[WORK INSTRUCTION]: Can you print the part of the parental-notification editorial starting with "Four bills that" and going on through "private of decisions.", word for word?

[SELECTED EXTRACT]:
ROANOKE TIMES

                         Roanoke Times
                 Copyright (c) 1995, Landmark Communications, Inc.

DATE: TUESDAY, March 5, 1991                   TAG: 9103061104
SECTION: EDITORIAL                    PAGE: A-10   EDITION: METRO 
SOURCE: KATHRYN B. HAYNIE
DATELINE:                                 LENGTH: Medium


PARENTAL-NOTIFICATION LAW CAN BE TRAGIC

ANTI-CHOICE activists in Virginia have again been thwarted in their attempts to restrict reproductive freedom for Virginia's young women.

Four bills that would have restricted minors' access to medically safe abortion services were killed during the 1991 General Assembly session. A growing number of legislators recognize so-called "parental notification" measures for what they really are: a primary component of the anti-abortion agenda to incrementally restrict choice in our state and nation.

Virginia's leaders increasingly understand that family communication cannot be legislated and that such laws endanger the lives of young women in need of medical services. They know Virginians do not support government interference in the most personal and private of decisions.

[GIVEN INFORMATION]:
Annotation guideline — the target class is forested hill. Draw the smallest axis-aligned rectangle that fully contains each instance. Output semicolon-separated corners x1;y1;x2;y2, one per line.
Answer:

[ANSWER BELOW]:
Four bills that would have restricted minors' access to medically safe abortion services were killed during the 1991 General Assembly session. A growing number of legislators recognize so-called "parental notification" measures for what they really are: a primary component of the anti-abortion agenda to incrementally restrict choice in our state and nation.

Virginia's leaders increasingly understand that family communication cannot be legislated and that such laws endanger the lives of young women in need of medical services. They know Virginians do not support government interference in the most personal and private of decisions.